Immanuel Kant (1724-1804) was an 18th century philosopher, one of the earliest philosophers belonging to the enlightenment tradition, and often considered the father of German Idealism. Kant is remembered today more for his moral philosophy than his contributions to metaphysics and epistemology (Rohlf 2010). His contributions to the field of life-extension, however, remain almost completely unexplored, despite the fact that certain claims made in his Theory of Ethics arguably qualify him as a historical antecedent of the contemporary social movement and academic discipline of life-extension.

Marquis du Condorcet (1743-1794), another historical antecedent the modern longevity movement, appears to have originated the "idea of progress" in the context of the enlightenment, which became an ideological cornerstone of the enlightenment tradition. In Sketch for a Historical Picture of the Progress of the Human Mind, Condorcet not only conceives of the idea of progress in perhaps the first form it would take within the enlightenment tradition, but also explicates its link to indefinite life-extension, which was not an existing movement or academic discipline at the time of his writing:

"Would it be absurd now to suppose that the improvement of the human race should be regarded as capable of unlimited progress? That a time will come when death would result only from extraordinary accidents or the more and more gradual wearing out of vitality, and that, finally, the duration of the average interval between birth and wearing out has itself no specific limit whatsoever? No doubt man will not become immortal, but cannot the span constantly increase between the moment he begins to live and the time when naturally, without illness or accident, he finds life a burden?"

Extracted entries —
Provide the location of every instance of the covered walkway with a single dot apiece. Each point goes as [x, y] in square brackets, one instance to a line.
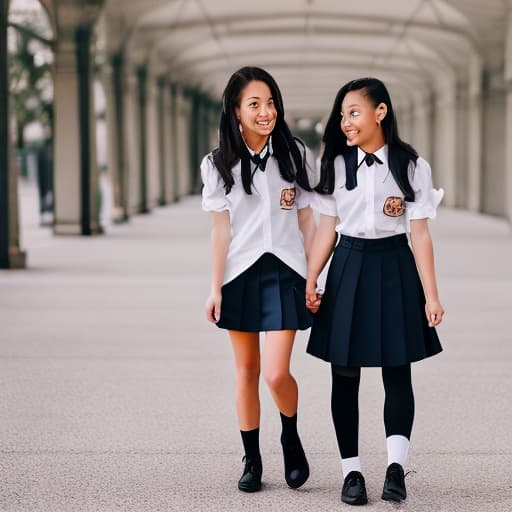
[117, 394]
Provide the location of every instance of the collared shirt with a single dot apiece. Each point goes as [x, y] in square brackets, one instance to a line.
[376, 207]
[264, 221]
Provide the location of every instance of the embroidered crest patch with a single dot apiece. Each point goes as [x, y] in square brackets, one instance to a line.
[287, 199]
[394, 206]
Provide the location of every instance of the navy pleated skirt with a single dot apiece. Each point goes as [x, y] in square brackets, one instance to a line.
[268, 296]
[373, 309]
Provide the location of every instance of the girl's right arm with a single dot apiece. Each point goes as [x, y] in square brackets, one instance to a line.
[323, 245]
[221, 238]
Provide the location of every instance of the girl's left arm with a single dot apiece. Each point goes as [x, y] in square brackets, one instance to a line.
[424, 257]
[308, 227]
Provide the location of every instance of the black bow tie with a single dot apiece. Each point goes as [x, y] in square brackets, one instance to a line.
[259, 161]
[370, 159]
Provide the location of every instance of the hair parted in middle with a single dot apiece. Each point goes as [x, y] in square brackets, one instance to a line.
[400, 155]
[232, 148]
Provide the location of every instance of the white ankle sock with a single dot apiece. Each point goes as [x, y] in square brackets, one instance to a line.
[398, 446]
[350, 464]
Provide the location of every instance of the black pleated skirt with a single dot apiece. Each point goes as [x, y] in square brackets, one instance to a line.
[373, 309]
[268, 296]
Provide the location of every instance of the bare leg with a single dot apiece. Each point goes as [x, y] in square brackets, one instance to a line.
[246, 349]
[276, 367]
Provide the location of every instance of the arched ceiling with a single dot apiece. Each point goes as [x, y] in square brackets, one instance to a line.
[311, 47]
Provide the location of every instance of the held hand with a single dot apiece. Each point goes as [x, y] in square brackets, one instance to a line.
[434, 312]
[212, 308]
[313, 299]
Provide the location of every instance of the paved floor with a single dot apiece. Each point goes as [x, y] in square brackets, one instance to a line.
[116, 395]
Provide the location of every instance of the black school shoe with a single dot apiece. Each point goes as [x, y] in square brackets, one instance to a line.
[354, 489]
[394, 484]
[250, 480]
[296, 467]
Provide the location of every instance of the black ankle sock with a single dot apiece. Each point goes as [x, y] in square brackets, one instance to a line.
[251, 440]
[289, 433]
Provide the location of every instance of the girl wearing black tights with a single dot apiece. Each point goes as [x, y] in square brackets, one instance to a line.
[377, 310]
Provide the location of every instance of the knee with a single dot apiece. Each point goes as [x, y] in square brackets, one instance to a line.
[248, 374]
[276, 378]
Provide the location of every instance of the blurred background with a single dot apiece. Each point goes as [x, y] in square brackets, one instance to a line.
[107, 107]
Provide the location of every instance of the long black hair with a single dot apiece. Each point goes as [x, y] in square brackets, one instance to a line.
[400, 155]
[232, 148]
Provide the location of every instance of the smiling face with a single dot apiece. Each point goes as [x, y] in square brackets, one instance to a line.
[360, 121]
[257, 114]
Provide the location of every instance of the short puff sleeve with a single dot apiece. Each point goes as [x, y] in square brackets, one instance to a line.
[325, 204]
[304, 197]
[214, 193]
[426, 197]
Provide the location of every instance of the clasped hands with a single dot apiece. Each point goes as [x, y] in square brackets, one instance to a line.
[313, 297]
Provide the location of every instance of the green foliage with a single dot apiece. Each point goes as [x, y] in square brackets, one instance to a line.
[30, 78]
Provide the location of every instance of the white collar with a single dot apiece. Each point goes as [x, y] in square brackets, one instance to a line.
[266, 147]
[381, 153]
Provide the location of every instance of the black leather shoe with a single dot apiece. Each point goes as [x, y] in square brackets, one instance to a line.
[394, 484]
[250, 480]
[354, 489]
[296, 467]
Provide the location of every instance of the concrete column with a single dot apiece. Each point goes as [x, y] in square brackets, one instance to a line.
[422, 129]
[173, 92]
[131, 139]
[474, 135]
[113, 84]
[161, 111]
[142, 74]
[461, 145]
[508, 115]
[152, 143]
[168, 146]
[444, 139]
[75, 170]
[4, 138]
[183, 143]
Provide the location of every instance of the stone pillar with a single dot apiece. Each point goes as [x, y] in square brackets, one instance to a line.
[152, 143]
[444, 161]
[161, 112]
[461, 145]
[474, 135]
[75, 170]
[4, 138]
[174, 140]
[113, 82]
[183, 143]
[168, 145]
[508, 115]
[142, 74]
[131, 139]
[422, 129]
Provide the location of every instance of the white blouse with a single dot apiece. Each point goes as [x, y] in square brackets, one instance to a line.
[376, 207]
[265, 221]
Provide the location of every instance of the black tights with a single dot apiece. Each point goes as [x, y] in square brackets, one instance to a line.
[398, 404]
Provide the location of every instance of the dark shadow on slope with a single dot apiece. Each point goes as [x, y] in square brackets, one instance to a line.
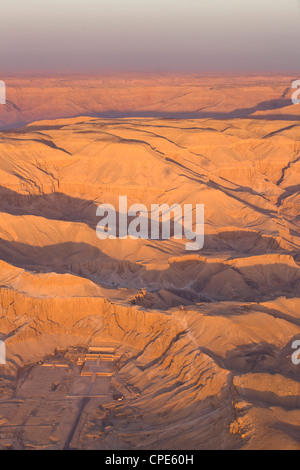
[200, 282]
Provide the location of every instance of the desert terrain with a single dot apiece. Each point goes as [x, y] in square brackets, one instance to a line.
[140, 344]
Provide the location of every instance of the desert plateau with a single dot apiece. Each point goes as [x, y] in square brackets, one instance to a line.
[140, 343]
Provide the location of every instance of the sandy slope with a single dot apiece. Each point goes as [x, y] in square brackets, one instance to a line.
[208, 334]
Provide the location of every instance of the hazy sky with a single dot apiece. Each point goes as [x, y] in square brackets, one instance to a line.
[149, 35]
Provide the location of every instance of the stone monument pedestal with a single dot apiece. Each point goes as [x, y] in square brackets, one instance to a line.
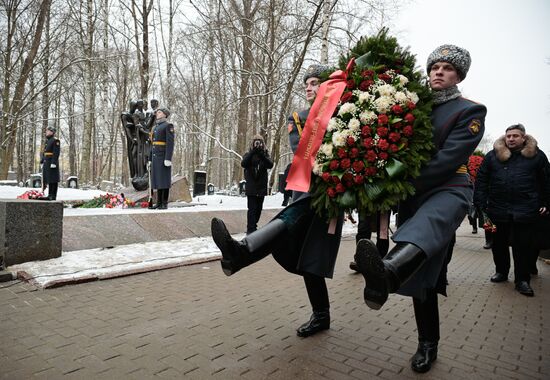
[30, 230]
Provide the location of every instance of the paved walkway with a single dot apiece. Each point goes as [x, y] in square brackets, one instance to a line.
[196, 323]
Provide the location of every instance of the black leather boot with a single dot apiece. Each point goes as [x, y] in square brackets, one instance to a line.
[254, 247]
[425, 355]
[319, 321]
[384, 276]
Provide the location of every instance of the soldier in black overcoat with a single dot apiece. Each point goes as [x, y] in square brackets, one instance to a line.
[427, 221]
[50, 163]
[160, 159]
[301, 241]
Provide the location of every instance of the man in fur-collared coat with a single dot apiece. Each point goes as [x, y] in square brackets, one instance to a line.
[513, 188]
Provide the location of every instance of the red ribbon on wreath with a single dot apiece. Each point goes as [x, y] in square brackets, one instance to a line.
[326, 101]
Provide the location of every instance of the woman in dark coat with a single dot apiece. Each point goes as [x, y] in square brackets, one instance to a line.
[162, 149]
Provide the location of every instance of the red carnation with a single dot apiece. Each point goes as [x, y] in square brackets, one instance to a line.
[395, 137]
[382, 131]
[383, 144]
[409, 117]
[346, 97]
[370, 171]
[370, 156]
[345, 163]
[367, 143]
[365, 85]
[382, 119]
[396, 108]
[347, 177]
[358, 166]
[408, 130]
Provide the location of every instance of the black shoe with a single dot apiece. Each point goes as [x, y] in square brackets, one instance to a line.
[499, 277]
[384, 276]
[319, 321]
[523, 288]
[425, 355]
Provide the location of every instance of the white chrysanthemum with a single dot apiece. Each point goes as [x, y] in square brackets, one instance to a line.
[339, 138]
[326, 149]
[332, 124]
[401, 97]
[383, 104]
[386, 90]
[347, 108]
[364, 97]
[367, 117]
[403, 80]
[354, 125]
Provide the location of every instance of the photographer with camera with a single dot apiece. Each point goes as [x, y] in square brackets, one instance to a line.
[255, 163]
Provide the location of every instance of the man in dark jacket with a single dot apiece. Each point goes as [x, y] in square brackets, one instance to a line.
[50, 163]
[428, 220]
[255, 162]
[162, 148]
[513, 189]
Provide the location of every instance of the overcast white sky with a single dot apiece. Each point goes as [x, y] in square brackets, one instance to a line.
[509, 41]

Set tasks —
1. Reproduce the life-extension history text word for word, starting at "Immanuel Kant (1724-1804)" and ending at "discipline of life-extension.".
2. Write the next part of the life-extension history text, picking up after its final sentence.

Answers to the problems —
1.
Immanuel Kant (1724-1804) was an 18th century philosopher, one of the earliest philosophers belonging to the enlightenment tradition, and often considered the father of German Idealism. Kant is remembered today more for his moral philosophy than his contributions to metaphysics and epistemology (Rohlf 2010). His contributions to the field of life-extension, however, remain almost completely unexplored, despite the fact that certain claims made in his Theory of Ethics arguably qualify him as a historical antecedent of the contemporary social movement and academic discipline of life-extension.

2.
It is this very notion of infinite progress towards endlessly-perfectible states, carried forward after Condorcet by Kant and other members of the enlightenment tradition, that also underlies Kant's own ties to the contemporary field of life-extension. Kant's claim, made in his Theory of Ethics, that to retain morality we must have comprehensively unending lives - that is, we must never, ever die - I will argue qualifies him as a historical antecedent of the contemporary life-extension movement.